Natural language region descriptions
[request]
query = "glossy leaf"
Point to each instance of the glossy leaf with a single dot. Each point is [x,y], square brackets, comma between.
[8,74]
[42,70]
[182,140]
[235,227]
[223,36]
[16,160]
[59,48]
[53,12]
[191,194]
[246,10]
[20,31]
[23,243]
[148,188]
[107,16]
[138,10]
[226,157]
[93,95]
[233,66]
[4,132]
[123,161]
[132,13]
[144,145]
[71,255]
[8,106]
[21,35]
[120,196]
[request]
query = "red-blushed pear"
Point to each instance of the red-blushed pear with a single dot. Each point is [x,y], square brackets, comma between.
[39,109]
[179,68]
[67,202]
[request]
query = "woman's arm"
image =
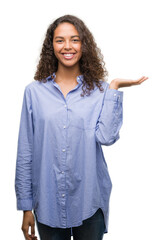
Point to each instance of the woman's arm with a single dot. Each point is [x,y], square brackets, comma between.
[23,176]
[120,82]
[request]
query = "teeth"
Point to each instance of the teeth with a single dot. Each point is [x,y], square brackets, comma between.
[68,55]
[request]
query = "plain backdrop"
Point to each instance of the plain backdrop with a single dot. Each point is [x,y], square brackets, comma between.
[129,34]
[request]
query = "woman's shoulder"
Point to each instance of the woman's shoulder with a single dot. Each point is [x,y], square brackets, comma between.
[33,85]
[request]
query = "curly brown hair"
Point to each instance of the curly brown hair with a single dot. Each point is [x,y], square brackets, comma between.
[91,62]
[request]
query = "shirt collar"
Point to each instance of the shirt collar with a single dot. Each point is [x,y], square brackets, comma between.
[50,78]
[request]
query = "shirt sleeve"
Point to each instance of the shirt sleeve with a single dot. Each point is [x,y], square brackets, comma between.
[111,117]
[23,176]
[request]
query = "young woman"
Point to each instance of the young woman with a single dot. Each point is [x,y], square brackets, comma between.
[67,114]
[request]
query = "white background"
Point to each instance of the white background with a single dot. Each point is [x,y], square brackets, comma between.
[129,34]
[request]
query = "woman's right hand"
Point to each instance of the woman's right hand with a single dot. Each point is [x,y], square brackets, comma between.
[28,221]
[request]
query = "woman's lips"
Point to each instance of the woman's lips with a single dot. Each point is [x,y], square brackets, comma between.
[68,56]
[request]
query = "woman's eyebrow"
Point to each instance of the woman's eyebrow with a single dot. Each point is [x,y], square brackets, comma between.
[71,36]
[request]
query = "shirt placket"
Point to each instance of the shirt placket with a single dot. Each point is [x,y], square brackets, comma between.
[62,192]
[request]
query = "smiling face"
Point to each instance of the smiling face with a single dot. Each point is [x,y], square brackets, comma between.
[67,45]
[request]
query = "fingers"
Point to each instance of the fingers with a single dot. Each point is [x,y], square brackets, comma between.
[33,230]
[142,79]
[26,235]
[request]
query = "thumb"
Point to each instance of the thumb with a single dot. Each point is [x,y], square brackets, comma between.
[33,230]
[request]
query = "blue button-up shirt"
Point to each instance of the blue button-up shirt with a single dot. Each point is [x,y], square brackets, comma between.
[61,172]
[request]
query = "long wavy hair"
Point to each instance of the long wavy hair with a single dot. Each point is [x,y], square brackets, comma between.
[91,63]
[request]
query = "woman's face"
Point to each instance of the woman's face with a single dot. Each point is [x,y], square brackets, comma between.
[67,44]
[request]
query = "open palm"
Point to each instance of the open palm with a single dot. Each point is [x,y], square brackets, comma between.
[129,82]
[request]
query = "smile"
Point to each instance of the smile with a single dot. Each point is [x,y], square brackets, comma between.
[68,55]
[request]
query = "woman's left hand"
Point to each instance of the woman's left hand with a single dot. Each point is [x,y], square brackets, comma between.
[120,82]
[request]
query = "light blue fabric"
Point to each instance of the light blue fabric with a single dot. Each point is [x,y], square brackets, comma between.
[61,172]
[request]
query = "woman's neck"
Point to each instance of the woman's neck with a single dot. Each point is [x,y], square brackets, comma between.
[67,75]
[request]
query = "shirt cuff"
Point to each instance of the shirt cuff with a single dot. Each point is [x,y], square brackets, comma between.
[24,204]
[113,94]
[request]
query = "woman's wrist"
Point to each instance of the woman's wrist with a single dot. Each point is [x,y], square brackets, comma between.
[113,85]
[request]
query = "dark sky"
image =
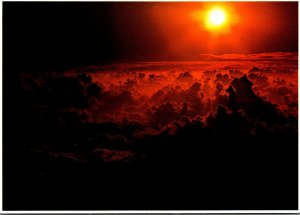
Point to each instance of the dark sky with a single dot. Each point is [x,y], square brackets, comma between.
[57,34]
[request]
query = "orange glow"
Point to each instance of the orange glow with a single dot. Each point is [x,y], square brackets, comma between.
[216,18]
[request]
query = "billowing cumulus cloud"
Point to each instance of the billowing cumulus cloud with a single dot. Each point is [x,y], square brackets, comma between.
[118,123]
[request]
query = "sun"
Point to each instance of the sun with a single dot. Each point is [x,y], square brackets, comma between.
[216,17]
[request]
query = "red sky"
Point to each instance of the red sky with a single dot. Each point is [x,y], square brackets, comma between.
[71,34]
[169,30]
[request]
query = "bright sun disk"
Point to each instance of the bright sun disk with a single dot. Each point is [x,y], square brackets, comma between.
[216,17]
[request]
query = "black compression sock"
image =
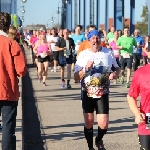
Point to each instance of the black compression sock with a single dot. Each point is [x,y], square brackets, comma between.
[101,133]
[68,81]
[89,136]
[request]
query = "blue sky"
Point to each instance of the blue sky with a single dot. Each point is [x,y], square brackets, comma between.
[42,11]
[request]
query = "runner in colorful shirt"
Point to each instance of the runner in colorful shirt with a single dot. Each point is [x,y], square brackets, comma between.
[93,68]
[115,50]
[137,52]
[125,43]
[140,87]
[110,35]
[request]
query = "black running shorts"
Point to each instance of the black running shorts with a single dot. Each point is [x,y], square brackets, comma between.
[101,105]
[144,141]
[55,55]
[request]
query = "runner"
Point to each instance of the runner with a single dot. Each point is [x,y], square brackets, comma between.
[110,35]
[140,87]
[137,52]
[78,39]
[116,51]
[43,50]
[52,40]
[31,48]
[93,68]
[147,38]
[65,47]
[84,45]
[125,43]
[33,44]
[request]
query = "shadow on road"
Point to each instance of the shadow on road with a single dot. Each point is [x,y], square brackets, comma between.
[32,139]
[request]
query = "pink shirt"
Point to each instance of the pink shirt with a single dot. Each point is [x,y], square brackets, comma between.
[115,49]
[143,53]
[43,48]
[141,86]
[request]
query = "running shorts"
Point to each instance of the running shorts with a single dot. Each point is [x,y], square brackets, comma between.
[101,105]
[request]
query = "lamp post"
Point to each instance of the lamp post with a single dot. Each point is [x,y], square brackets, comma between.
[24,1]
[0,5]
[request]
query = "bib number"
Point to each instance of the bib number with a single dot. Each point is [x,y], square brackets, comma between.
[147,120]
[126,55]
[95,92]
[67,53]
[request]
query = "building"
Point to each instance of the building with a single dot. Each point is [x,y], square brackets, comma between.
[86,12]
[111,23]
[9,6]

## What is required
Reproduce the lines above exactly, please, but not the pictures in them.

## The answer
[request]
query = "glossy leaf"
Point to each instance of the glossy leaf with a single dot. Each point is [x,y], square brackets, comma between.
[8,74]
[42,70]
[182,140]
[235,227]
[223,36]
[16,160]
[59,48]
[53,12]
[191,194]
[246,10]
[20,31]
[23,243]
[148,188]
[107,16]
[138,10]
[226,157]
[93,95]
[233,66]
[4,132]
[123,161]
[132,13]
[144,145]
[71,255]
[8,106]
[21,35]
[120,196]
[request]
query = "red-blushed pear"
Point to each instance of the red-blushed pear with a single dot. Each point is [x,y], square brackets, comma between.
[39,109]
[179,68]
[67,202]
[request]
query = "woman's arm"
image =
Point to each instance of the woman's arm with a single dot. Each point is [x,y], square brackets, comma between.
[23,176]
[120,82]
[request]
query = "teeth"
Point to each instance of the teeth with a single dot. Each point is [x,y], square brackets, comma between.
[68,55]
[request]
query = "plain backdrop"
Point to each instance of the plain backdrop with a single dot. Each point is [x,y], square brackets, comma between.
[129,34]
[request]
query = "woman's shoulder"
Point to each instance of the woman's shoulder with a single dot. Each point is [x,y], square brackets, comma between.
[33,85]
[request]
query = "curly brown hair"
Point to each instance of the curly brown hair with a single dot. Each point is [x,y], square brackets, comma between.
[91,62]
[request]
query = "shirt collar"
Point to each instance of the shirt collar with a single dot. Each point is [x,y], square brackets, comma between.
[50,78]
[request]
query = "shirt sleeve"
Point to each instance of the shirt sleeve with a single dot. Each point is [x,y], square brackets, comma between.
[111,117]
[23,176]
[request]
query = "young woman"
Point to each instance of the young woman with a single dot. Each point is [x,y], square brackets, comma between.
[67,114]
[request]
query = "white background"
Point to each instance of the white background with a single dot. Each point is [x,y], square brackets, comma between.
[129,34]
[request]
query = "woman's right hand"
Point to each instance of the woman's right hand with a single dot. Each point is [x,y], square brackets, comma between.
[28,221]
[request]
query = "woman's lips"
Point to each instance of the woman's lips with a single dot. Each point is [x,y], square brackets, comma between.
[68,56]
[request]
query = "woman's eyebrow"
Point to each instance of the woman's eyebrow with a single dot. Each point is [x,y], square brackets, comma between.
[71,36]
[request]
query = "shirt placket"
Point to each instance of the shirt placket with a single dot. Each point is [x,y], square brackets, comma between.
[62,192]
[request]
query = "smiling face"
Point to each instance of the smiling face with a single dot. Each point is [x,y], square brackets, comma between.
[67,45]
[request]
query = "fingers"
Point to each instance of the fingers with a single dot. Each point is [x,y], square brackets, comma between.
[33,230]
[142,79]
[26,235]
[request]
query = "thumb"
Point to each instance of the thumb with a single dot. Each point is [x,y], square brackets, comma between.
[33,230]
[request]
query = "blue button-up shirt"
Point to each instance of the blue button-up shirt with a single dot. Each point is [x,y], square brackets, comma between.
[61,172]
[request]
query = "long wavy hair"
Point to each instance of the long wavy hair with a single dot. Each point is [x,y], square brackets, comma between.
[91,63]
[request]
query = "woman's face"
Point to each instance of the woman's face with a single dot. Each point is [x,y], square brackets, comma between.
[67,44]
[request]
query = "open palm"
Point to each instance of the open palm with a single dot. Each point is [x,y], square brackets, comma between.
[129,82]
[request]
query = "smile"
Point to each instance of the smile with a single dot. Each point is [x,y], square brackets, comma between.
[68,55]
[request]
query = "woman's left hand"
Point to each instance of the woman's left hand with a single dot. Each point is [x,y], square brackets, comma between.
[120,82]
[request]
query = "light blue fabric"
Point to each instance of the light blue fabric with a single dot. Each point is [x,y], square brackets, comma between.
[61,172]
[request]
query = "woman's neck"
Point to each instance of the woman's neck with a single dot. Each point is [x,y], square brackets, comma between.
[67,75]
[request]
query = "shirt cuff"
Point to each instance of the shirt cuff with a single dot. Each point is [x,y], square brackets, comma between.
[24,204]
[113,94]
[request]
query = "woman's wrist"
Point to each instance of the woman's wrist with a single dot. Each point is [x,y], square brackets, comma between.
[113,85]
[request]
query = "dark sky"
image =
Point to each instance of the dark sky with a single dot. Each point is [x,y], square brackets, comma between.
[57,34]
[request]
query = "orange glow"
Point to each instance of the orange glow with a single dot. Each point is [x,y], square brackets, comma between.
[216,18]
[request]
query = "billowing cumulus cloud"
Point to each instance of the billowing cumulus cloud with a single dot. Each point is [x,y], square brackets, comma between.
[118,123]
[request]
query = "sun"
Point to each instance of the sun with a single dot. Each point is [x,y], square brackets, comma between.
[216,17]
[request]
query = "red sky"
Point to each instance of the red sky with a single dot. Each point is [x,y], square brackets, comma between.
[71,34]
[169,30]
[request]
query = "bright sun disk"
Point to each instance of the bright sun disk with a single dot. Each point is [x,y], square brackets, comma between.
[216,17]
[request]
query = "black compression sock"
image =
Point to each instance of the black compression sock with a single dot. Each point is [x,y], square brackets, comma between.
[101,133]
[68,81]
[89,136]
[request]
query = "blue sky"
Point to each instance of the blue sky with a single dot. Each point is [x,y], square brackets, comma between.
[42,11]
[request]
query = "runner in colorful shirt"
Point to each instance of the runner in colorful shirt with a single dot. Each point is [x,y], square brackets, comma between.
[93,68]
[115,50]
[137,52]
[125,43]
[140,87]
[110,35]
[request]
query = "black running shorts"
Point to each instance of the black running shorts with a single dot. Each point is [x,y], square brackets, comma between.
[101,105]
[144,141]
[55,55]
[request]
query = "runner"
Point to each instance of the runner with a single dot. Each point is [x,y], square brackets, comma between.
[110,35]
[140,87]
[137,52]
[78,39]
[116,51]
[43,50]
[52,40]
[31,48]
[93,68]
[147,38]
[65,47]
[84,45]
[125,43]
[33,44]
[request]
query = "shadow on road"
Point to each instance of the shadow on road with a single dot. Each point is [x,y], square brackets, comma between.
[32,139]
[request]
query = "pink shirt"
Point to each instance of the pink shirt with a single dot. Each point is [x,y], square brackets, comma between.
[115,49]
[143,53]
[43,48]
[141,86]
[request]
query = "running shorts"
Point to each instance of the running shorts with a single dot. Each point is [x,y], square brackets, comma between.
[101,105]
[request]
query = "lamp post"
Point to each instance of the lamp post with a single dot. Each point is [x,y], square brackets, comma between.
[24,1]
[0,5]
[request]
query = "bib number"
Point to each instance of the bib number with a single dot. Each point is [x,y], square brackets, comma between.
[147,120]
[126,55]
[95,92]
[67,53]
[request]
query = "building"
Point to each instance of the building with a single dot. Each point is [x,y], square brackets, comma between.
[86,12]
[111,23]
[9,6]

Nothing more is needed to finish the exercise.